Kube API Error Budget Burn

KubeAPIErrorBudgetBurn #

Impact #

The overall availability of your Kubernetes cluster isn’t guaranteed anymore. There may be too many errors returned by the APIServer and/or responses take too long for guarantee proper reconciliation.

This is always important; the only deciding factor is how urgent it is at the current rate

Full context

This alert essentially means that a higher-than-expected percentage of the operations kube-apiserver is performing are erroring. Since random errors are inevitable, kube-apiserver has a “budget” of errors that it is allowed to make before triggering this alert.

Learn more about Multiple Burn Rate Alerts in the SRE Workbook Chapter 5.

Critical #

First check the labels long and short.

  • long: 1h and short: 5m: less than ~2 days – You should fix the problem as soon as possible!
  • long: 6h and short: 30m: less than ~5 days – Track this down now but no immediate fix required.

Warning #

First check the labels long and short.

  • long: 1d and short: 2h: less than ~10 days – This is problematic in the long run. You should take a look in the next 24-48 hours.
  • long: 3d and short: 6h: less than ~30 days – (the entire window of the error budget) at this rate. This means that at the end of the next 30 days there won’t be any error budget left at this rate. It’s fine to leave this over the weekend and have someone take a look in the coming days at working hours.

Example: If you have a 99% availability target this means that at the end of 30 days you’re going to be below 99% at this rate.

Runbook #

  1. Take a look at the APIServer Grafana dashboard.
    1. At the very top check your current availability and how much percent of error budget is left. This should indicate the severity too.
    2. Do you see an elevated error rate in reads or writes?
    3. Do you see too many slow requests in reads or writes?
  2. Check the logs for kube-apiserver using the following Loki query: {component="kube-apiserver"}
  3. Run debugging queries in Prometheus or Grafana Explore to dig deeper.
    1. If you don’t see anything obvious with the error rates, it might be too many slow requests. Check the queries below!
  4. Maybe it’s some dependency of the APIServer? etcd?

_TASK DATA_:
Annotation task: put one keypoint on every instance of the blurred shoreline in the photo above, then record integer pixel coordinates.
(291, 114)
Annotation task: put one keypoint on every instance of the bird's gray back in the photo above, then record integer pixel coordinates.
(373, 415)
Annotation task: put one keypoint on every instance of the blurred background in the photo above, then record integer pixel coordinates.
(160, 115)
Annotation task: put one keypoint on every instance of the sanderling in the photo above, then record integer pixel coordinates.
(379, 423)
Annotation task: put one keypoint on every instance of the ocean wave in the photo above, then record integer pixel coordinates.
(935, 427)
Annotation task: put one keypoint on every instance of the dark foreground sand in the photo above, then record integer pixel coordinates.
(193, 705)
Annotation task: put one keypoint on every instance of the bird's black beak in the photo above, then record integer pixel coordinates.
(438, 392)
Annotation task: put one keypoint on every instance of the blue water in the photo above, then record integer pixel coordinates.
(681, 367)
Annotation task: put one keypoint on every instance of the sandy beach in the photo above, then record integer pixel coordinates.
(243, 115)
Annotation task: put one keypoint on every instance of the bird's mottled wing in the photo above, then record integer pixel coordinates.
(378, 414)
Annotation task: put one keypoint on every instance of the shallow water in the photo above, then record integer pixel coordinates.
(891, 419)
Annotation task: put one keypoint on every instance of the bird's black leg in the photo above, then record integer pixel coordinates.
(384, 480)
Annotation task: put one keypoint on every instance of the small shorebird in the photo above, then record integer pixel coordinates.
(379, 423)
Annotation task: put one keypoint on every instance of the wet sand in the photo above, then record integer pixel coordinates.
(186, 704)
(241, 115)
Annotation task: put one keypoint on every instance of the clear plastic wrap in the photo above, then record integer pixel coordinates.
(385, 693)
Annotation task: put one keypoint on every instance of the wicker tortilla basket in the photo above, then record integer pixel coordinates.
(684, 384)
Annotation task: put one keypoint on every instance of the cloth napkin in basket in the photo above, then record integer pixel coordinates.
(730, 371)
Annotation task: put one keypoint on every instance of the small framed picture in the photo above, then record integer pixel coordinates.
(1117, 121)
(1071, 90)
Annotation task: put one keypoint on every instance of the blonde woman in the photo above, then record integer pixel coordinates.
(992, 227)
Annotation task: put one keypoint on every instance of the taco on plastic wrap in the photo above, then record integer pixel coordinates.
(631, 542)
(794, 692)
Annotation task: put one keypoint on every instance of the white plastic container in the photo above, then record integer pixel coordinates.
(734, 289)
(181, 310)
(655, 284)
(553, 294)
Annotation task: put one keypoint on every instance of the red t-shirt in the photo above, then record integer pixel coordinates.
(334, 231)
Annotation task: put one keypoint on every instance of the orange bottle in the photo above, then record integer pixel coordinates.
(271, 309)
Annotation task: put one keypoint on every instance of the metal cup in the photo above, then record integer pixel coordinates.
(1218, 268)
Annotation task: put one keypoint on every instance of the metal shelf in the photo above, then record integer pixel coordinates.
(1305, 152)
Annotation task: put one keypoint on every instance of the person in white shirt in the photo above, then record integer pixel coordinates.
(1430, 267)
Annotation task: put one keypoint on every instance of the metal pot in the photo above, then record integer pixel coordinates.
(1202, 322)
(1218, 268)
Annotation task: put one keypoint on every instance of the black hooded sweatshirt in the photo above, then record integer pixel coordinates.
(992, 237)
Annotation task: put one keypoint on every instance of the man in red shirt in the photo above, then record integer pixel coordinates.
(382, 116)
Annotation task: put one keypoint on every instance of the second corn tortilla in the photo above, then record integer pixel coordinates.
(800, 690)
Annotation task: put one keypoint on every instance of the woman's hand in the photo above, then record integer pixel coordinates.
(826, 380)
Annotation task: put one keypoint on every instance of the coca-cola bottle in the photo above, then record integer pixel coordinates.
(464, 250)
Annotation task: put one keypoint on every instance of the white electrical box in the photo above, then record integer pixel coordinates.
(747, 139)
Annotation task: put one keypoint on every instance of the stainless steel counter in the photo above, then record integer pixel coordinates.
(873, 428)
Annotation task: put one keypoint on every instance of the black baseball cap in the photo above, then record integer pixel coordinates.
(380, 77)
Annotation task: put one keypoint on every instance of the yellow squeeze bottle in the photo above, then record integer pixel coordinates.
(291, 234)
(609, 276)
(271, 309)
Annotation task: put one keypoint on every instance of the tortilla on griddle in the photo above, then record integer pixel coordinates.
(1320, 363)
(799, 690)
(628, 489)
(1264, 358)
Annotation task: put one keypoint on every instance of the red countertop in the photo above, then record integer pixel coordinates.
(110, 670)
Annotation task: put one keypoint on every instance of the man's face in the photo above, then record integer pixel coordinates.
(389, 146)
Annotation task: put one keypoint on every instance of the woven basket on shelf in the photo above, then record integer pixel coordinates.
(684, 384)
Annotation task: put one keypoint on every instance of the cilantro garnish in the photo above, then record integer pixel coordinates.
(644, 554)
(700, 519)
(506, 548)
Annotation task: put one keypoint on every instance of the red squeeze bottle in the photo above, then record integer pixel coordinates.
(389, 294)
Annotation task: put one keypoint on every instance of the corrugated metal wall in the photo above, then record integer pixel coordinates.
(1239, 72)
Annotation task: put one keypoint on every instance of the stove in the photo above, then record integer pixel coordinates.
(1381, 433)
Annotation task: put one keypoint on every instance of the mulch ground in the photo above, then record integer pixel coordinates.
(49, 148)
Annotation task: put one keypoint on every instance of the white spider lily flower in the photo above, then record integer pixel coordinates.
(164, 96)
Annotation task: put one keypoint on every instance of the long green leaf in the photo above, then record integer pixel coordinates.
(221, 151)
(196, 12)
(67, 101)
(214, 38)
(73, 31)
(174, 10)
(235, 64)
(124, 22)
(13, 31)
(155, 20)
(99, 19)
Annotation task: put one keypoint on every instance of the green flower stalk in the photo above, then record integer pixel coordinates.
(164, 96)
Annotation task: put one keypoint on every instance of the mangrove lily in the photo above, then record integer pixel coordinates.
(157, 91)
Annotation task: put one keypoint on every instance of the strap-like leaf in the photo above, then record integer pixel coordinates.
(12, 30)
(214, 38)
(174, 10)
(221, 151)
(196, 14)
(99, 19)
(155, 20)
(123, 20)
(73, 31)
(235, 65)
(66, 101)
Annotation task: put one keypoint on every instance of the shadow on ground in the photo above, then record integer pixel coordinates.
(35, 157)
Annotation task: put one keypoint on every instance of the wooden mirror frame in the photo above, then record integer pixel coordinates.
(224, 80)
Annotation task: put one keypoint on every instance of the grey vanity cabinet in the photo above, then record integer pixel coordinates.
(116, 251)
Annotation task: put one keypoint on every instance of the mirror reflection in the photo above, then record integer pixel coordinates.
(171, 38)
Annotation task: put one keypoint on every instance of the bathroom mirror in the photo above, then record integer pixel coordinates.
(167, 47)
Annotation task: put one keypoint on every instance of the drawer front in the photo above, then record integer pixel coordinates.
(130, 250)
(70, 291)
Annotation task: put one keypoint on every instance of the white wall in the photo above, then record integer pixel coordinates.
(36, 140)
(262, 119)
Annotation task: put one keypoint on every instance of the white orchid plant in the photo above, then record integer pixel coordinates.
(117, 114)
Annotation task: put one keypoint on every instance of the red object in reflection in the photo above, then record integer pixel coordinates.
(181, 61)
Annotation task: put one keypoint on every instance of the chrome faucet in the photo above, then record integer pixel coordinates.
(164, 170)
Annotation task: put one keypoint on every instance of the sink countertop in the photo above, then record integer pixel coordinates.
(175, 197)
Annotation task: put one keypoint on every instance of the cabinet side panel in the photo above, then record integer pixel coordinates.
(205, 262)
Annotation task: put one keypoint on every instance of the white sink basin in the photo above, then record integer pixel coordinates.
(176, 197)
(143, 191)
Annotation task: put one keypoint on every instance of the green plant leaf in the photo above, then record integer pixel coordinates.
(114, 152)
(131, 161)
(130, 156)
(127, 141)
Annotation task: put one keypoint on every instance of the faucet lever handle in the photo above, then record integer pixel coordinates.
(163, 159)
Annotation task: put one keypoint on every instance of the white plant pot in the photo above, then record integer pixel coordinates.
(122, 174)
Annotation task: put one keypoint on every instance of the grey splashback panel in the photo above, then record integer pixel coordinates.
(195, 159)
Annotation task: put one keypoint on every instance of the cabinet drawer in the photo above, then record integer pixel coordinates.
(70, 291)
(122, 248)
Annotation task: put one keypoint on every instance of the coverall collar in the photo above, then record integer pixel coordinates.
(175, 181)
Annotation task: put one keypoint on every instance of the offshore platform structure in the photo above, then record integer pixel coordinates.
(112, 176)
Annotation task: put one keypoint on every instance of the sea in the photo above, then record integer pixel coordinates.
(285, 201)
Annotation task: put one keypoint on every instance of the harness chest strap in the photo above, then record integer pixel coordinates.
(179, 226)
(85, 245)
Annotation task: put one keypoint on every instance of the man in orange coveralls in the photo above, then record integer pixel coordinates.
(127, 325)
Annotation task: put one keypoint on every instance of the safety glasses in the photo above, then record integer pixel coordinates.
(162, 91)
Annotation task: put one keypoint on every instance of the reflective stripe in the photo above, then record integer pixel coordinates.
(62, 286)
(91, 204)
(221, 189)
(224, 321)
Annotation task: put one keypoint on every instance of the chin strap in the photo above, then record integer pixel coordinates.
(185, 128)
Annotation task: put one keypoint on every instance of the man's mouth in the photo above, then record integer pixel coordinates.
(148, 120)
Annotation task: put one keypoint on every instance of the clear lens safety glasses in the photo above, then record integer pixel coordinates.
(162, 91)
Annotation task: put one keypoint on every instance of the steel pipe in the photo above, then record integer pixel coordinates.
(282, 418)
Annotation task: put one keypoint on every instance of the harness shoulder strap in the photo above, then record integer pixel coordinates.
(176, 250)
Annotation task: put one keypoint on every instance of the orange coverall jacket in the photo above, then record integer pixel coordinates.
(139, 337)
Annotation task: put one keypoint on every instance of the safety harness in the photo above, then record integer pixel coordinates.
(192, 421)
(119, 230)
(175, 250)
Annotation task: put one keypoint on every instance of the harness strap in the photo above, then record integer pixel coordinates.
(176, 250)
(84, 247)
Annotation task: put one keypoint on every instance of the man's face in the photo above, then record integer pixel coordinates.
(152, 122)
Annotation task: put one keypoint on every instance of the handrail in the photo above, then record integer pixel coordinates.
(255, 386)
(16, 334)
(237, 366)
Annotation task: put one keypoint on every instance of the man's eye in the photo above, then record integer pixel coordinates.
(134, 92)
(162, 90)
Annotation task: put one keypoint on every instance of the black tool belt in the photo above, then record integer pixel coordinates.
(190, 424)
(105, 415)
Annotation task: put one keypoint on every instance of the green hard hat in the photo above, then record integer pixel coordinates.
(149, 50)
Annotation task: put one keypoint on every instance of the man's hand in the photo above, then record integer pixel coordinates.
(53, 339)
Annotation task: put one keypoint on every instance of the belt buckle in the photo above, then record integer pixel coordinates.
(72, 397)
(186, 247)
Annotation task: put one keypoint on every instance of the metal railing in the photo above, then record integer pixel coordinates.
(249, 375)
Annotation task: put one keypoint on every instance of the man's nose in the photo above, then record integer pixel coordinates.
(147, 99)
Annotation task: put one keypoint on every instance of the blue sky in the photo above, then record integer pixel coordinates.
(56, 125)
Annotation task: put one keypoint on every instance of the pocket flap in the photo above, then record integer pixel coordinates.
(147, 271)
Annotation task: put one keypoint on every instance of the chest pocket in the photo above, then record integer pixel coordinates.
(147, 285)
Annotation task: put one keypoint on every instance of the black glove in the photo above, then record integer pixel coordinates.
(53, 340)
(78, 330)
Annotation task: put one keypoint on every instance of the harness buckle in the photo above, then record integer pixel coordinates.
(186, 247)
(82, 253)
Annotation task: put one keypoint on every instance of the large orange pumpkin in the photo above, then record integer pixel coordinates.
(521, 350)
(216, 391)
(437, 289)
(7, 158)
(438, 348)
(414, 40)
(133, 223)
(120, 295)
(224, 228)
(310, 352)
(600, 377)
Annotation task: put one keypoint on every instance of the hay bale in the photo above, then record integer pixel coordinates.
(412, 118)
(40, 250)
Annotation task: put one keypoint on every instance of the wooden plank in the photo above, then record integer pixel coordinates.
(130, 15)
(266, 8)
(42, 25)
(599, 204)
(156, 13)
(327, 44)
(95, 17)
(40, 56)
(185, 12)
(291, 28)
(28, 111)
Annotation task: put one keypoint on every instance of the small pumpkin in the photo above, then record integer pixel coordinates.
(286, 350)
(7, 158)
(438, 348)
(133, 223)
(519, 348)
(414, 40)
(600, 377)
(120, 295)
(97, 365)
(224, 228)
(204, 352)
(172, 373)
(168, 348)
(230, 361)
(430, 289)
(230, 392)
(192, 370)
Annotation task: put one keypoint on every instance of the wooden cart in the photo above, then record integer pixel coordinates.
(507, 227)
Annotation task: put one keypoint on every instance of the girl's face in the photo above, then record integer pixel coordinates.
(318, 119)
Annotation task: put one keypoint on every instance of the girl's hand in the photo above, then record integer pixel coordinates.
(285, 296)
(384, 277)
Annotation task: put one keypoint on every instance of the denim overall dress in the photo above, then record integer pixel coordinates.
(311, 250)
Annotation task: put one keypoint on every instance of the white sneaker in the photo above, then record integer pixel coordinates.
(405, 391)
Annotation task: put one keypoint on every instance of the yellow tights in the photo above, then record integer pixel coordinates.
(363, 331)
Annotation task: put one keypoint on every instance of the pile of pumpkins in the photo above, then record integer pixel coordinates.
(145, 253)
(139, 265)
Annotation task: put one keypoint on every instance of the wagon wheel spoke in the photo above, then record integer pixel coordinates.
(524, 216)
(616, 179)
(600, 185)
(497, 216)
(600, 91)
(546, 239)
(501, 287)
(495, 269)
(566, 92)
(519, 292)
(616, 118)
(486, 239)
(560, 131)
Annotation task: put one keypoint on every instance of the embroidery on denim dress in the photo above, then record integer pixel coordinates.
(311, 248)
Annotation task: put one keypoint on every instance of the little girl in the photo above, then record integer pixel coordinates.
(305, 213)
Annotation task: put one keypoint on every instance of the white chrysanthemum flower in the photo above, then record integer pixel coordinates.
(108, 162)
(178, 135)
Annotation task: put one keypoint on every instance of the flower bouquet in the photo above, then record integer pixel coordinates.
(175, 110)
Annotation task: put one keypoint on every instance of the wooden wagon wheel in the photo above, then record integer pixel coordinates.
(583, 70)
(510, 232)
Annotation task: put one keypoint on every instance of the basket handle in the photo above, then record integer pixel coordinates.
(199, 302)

_DIRECTIONS_:
**A)** Rewrite the stretch from "1. Take a look" through "to dig deeper." in the error budget runbook, putting "delayed" in place of "slow".
**B)** How many lines of the listing contain the string "glasses"? Case counts. Reply with the number only.

_ANSWERS TO THE EXERCISES_:
**A)**
1. Take a look at the APIServer Grafana dashboard.
    1. At the very top check your current availability and how much percent of error budget is left. This should indicate the severity too.
    2. Do you see an elevated error rate in reads or writes?
    3. Do you see too many delayed requests in reads or writes?
  2. Check the logs for kube-apiserver using the following Loki query: {component="kube-apiserver"}
  3. Run debugging queries in Prometheus or Grafana Explore to dig deeper.

**B)** 2